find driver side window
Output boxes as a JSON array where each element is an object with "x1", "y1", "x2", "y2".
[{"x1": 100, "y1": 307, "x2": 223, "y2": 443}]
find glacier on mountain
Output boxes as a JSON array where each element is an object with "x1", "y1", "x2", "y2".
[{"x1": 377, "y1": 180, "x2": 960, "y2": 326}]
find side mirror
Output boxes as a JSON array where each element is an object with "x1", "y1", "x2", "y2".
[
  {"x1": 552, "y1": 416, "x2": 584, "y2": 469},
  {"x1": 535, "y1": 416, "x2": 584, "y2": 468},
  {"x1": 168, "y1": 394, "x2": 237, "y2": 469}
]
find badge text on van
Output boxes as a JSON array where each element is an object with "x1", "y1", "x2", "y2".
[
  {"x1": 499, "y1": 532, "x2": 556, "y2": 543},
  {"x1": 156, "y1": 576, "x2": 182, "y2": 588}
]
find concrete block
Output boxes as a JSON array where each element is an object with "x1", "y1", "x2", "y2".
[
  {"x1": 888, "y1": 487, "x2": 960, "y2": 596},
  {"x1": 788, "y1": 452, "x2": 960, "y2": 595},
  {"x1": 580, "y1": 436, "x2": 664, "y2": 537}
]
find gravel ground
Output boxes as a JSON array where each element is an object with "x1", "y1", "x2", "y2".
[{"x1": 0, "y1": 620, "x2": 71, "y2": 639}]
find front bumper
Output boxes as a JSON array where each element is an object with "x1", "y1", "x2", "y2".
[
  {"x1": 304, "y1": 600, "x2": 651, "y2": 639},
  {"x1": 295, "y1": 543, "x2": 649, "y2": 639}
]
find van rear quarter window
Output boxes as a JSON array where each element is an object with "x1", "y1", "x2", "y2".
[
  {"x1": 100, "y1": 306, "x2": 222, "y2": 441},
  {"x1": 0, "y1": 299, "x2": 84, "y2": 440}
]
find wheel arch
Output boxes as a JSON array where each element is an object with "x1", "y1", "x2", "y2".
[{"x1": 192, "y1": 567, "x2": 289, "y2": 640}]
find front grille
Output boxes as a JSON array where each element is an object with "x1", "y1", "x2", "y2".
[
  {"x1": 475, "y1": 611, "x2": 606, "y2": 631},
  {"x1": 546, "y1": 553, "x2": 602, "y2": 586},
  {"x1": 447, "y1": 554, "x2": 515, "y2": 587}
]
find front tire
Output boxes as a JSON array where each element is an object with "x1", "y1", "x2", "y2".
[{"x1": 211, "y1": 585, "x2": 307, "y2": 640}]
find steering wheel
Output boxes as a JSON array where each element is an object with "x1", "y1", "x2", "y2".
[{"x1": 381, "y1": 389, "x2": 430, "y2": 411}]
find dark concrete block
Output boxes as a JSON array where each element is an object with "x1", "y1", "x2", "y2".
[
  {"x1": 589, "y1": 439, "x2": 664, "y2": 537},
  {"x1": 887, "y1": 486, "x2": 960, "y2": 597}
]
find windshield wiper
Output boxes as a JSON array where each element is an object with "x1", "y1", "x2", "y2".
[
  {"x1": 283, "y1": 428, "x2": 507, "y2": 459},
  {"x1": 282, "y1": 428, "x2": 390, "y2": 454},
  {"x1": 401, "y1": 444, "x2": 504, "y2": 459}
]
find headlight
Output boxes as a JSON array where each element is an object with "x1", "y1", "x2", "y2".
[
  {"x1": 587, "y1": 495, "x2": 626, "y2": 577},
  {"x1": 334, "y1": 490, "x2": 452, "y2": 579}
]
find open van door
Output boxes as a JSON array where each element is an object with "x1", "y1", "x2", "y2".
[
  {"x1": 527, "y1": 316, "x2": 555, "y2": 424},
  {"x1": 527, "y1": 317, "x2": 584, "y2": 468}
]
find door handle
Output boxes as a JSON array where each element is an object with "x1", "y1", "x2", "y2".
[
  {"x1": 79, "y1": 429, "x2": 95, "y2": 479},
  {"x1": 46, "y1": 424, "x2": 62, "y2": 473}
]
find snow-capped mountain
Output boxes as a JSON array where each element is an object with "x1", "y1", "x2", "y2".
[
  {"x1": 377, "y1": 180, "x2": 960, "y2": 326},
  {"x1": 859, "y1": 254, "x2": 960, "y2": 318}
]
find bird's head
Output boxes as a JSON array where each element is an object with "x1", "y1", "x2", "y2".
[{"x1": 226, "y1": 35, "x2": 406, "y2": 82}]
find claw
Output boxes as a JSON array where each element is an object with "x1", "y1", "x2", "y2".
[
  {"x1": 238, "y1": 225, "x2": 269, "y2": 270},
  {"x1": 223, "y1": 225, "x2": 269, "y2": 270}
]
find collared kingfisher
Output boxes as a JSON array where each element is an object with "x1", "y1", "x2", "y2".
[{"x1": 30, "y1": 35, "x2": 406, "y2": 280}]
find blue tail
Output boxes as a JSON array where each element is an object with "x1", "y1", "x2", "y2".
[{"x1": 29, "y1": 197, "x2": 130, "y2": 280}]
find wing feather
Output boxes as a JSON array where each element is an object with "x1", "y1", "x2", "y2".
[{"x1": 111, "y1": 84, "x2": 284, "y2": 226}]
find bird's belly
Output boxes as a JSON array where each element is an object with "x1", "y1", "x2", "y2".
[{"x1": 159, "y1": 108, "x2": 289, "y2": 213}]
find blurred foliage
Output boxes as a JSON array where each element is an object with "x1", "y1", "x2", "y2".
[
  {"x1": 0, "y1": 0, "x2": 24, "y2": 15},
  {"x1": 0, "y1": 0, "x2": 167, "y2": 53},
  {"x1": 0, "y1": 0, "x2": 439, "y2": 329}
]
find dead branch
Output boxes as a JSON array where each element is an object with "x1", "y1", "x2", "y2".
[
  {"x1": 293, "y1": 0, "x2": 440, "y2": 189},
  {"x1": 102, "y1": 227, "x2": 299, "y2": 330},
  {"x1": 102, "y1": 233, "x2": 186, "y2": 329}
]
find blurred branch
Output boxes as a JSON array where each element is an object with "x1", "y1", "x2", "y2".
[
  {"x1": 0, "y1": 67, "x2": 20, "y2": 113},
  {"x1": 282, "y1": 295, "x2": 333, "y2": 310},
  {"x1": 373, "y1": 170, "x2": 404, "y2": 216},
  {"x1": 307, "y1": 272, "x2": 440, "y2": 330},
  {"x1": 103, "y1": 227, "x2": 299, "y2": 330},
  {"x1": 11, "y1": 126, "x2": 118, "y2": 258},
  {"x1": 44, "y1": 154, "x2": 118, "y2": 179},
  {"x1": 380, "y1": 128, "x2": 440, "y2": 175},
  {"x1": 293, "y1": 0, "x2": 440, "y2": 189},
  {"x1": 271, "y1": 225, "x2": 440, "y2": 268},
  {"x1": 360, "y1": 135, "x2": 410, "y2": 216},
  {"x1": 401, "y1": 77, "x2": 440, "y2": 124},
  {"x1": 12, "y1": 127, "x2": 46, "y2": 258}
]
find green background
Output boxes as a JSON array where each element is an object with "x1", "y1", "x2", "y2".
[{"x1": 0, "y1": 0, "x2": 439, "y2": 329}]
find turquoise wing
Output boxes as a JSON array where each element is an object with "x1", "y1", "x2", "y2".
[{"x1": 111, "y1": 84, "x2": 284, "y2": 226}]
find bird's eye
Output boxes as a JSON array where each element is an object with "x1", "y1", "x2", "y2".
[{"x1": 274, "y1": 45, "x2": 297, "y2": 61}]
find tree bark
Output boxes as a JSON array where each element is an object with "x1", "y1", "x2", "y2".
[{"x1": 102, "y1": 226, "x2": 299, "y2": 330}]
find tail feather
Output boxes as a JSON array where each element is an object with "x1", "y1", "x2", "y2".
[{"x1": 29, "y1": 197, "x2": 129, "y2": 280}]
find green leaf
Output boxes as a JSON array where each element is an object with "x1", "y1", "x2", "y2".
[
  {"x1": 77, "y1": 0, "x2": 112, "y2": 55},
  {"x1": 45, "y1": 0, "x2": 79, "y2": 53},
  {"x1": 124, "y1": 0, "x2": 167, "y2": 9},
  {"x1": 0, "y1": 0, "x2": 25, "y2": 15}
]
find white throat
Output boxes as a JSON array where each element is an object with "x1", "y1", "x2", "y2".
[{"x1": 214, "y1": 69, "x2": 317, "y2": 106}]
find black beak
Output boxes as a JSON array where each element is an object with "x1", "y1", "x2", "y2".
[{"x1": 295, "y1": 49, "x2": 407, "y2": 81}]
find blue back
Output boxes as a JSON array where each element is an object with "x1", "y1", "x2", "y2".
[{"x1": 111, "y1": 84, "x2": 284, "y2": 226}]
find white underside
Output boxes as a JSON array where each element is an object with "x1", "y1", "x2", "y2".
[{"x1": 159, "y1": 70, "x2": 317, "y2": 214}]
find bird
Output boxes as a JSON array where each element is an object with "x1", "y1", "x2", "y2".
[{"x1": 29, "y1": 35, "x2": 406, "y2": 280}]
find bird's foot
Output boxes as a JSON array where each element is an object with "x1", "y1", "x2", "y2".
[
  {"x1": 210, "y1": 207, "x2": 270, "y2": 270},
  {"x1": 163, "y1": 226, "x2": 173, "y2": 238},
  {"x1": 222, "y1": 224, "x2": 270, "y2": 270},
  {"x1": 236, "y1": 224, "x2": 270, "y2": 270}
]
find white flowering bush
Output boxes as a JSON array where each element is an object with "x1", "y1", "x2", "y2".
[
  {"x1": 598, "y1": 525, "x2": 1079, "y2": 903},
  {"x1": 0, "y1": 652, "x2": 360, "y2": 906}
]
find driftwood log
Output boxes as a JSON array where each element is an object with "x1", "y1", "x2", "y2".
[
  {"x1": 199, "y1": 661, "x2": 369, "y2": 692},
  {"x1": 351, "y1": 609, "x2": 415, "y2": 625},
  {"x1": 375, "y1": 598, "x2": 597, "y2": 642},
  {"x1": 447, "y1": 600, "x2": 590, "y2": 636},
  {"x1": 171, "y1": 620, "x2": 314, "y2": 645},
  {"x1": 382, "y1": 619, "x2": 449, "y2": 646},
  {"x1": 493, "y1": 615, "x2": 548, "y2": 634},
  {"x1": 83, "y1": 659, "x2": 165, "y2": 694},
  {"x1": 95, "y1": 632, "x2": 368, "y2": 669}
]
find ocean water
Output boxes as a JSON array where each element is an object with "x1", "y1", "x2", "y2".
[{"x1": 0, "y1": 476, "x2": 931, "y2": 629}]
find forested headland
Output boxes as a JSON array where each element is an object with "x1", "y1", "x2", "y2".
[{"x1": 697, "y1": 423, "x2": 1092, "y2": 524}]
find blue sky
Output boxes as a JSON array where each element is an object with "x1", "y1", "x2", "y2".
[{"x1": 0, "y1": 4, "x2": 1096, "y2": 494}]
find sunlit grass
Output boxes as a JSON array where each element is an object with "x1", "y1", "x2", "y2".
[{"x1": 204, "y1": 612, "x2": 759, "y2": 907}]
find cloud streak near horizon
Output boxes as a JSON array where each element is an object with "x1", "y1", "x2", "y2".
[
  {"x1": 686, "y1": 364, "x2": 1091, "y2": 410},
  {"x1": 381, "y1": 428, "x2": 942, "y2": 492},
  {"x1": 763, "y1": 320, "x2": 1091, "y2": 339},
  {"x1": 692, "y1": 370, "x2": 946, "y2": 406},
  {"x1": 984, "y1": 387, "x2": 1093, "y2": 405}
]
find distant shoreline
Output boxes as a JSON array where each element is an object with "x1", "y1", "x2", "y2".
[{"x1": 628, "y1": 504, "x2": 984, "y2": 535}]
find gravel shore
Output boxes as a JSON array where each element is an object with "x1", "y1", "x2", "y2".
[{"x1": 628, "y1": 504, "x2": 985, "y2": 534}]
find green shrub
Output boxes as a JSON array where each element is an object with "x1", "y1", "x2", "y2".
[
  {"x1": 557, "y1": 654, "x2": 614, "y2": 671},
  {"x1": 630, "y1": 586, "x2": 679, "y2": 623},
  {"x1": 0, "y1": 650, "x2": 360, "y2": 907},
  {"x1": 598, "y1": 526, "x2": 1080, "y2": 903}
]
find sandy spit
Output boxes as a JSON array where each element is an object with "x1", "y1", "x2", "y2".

= What you have to do =
Please write out, exactly as they appear above, only the lines in the stretch from the line with "find bird's eye" through the line with "find bird's foot".

= Exercise response =
find bird's eye
Output boxes as a JSON array where each element is an object with "x1", "y1", "x2", "y2".
[{"x1": 274, "y1": 45, "x2": 297, "y2": 61}]
find tree bark
Output boxes as a JSON array where each element is an object with "x1", "y1", "x2", "y2".
[{"x1": 102, "y1": 226, "x2": 299, "y2": 330}]
find tail feather
Output boxes as a JSON array where each element is an object with "x1", "y1", "x2", "y2".
[{"x1": 29, "y1": 197, "x2": 129, "y2": 280}]
find green leaf
Output boxes as a JSON array where each element is an object with "x1", "y1", "x2", "y2".
[
  {"x1": 77, "y1": 0, "x2": 112, "y2": 55},
  {"x1": 45, "y1": 0, "x2": 79, "y2": 53},
  {"x1": 124, "y1": 0, "x2": 167, "y2": 9},
  {"x1": 0, "y1": 0, "x2": 25, "y2": 15}
]
find white throat
Output boxes as a JSON array where each element is an object with "x1", "y1", "x2", "y2".
[{"x1": 214, "y1": 69, "x2": 317, "y2": 106}]
find black beak
Output boxes as a JSON array where each element is an object with "x1", "y1", "x2", "y2".
[{"x1": 295, "y1": 49, "x2": 407, "y2": 81}]
find blue back
Output boxes as a JSON array where each element is an object with "x1", "y1", "x2", "y2".
[{"x1": 111, "y1": 84, "x2": 284, "y2": 226}]
find white underside
Output boxes as a JSON array where each element is an object with "x1", "y1", "x2", "y2".
[{"x1": 159, "y1": 70, "x2": 317, "y2": 214}]
find bird
Output boxes as a JSON array where each element is an object with "x1", "y1", "x2", "y2".
[{"x1": 29, "y1": 35, "x2": 406, "y2": 280}]
find bird's foot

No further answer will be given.